* **Extracted information**
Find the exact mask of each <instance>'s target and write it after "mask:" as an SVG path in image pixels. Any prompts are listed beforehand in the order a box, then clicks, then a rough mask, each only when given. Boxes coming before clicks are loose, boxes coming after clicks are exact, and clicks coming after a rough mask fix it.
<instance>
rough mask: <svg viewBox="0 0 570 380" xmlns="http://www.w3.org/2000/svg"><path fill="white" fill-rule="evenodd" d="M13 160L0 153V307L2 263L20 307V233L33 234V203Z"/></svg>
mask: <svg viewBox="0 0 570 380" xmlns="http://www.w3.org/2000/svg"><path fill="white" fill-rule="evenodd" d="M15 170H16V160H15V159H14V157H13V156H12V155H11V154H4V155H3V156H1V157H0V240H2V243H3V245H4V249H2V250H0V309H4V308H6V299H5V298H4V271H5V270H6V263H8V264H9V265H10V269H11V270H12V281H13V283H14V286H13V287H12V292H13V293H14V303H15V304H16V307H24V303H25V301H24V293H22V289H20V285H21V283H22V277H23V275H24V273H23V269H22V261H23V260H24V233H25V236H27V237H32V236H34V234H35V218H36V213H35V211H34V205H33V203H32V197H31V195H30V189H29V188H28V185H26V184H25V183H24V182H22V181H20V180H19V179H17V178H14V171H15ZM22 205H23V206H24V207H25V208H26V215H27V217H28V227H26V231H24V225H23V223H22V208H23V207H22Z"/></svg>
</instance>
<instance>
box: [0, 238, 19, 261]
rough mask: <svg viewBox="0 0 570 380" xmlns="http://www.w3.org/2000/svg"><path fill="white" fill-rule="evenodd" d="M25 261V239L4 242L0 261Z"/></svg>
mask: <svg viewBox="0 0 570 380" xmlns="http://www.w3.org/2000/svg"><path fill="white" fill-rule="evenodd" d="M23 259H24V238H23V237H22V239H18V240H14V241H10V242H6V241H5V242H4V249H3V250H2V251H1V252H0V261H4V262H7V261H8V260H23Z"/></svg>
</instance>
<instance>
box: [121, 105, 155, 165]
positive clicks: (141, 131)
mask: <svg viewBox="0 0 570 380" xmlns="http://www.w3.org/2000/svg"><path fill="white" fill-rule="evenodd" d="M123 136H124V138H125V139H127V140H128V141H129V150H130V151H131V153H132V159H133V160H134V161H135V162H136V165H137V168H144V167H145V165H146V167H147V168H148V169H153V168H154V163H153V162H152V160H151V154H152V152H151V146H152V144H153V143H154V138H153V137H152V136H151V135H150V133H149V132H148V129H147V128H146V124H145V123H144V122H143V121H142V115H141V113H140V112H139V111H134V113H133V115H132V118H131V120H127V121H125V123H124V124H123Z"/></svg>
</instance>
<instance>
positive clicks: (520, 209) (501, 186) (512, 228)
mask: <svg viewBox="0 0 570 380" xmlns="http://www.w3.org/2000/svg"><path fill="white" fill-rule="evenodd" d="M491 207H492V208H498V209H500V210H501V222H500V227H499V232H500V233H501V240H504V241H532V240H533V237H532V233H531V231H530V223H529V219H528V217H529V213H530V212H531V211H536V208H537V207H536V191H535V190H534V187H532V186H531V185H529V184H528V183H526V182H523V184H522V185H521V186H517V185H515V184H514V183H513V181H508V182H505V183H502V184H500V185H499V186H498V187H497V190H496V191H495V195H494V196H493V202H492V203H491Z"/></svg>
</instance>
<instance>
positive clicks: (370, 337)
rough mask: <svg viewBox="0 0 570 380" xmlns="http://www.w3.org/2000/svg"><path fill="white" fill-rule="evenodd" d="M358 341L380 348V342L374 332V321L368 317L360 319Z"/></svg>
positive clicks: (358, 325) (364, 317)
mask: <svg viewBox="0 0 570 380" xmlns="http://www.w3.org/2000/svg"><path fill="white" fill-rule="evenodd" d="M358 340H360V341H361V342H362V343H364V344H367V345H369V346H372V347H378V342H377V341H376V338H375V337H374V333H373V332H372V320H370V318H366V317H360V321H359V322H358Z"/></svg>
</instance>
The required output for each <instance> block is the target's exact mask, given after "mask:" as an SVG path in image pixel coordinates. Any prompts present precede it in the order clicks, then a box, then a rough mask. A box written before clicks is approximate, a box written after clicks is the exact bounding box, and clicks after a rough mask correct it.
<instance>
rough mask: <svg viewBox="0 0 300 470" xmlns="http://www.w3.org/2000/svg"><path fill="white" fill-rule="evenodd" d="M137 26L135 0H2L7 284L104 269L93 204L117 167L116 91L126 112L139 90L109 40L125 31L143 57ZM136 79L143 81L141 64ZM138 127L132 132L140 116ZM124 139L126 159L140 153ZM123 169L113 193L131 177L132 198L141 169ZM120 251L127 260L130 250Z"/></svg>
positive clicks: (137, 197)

* **What to produce**
Please copy the listing above from its first line through the line containing "160L0 153V307L2 263L20", both included, character for character.

* **Solved problem**
Find the exact mask of each <instance>'s target and write it after "mask:" as an SVG path in image pixels. Any prompts are listed beforehand in the order a box, then clicks, then a rough mask, each only when given. Boxes coming before clicks are loose, boxes coming after clicks are exact, and clicks coming after a rough mask fix it.
<instance>
rough mask: <svg viewBox="0 0 570 380" xmlns="http://www.w3.org/2000/svg"><path fill="white" fill-rule="evenodd" d="M13 160L0 153V307L2 263L20 307V233L33 234V203Z"/></svg>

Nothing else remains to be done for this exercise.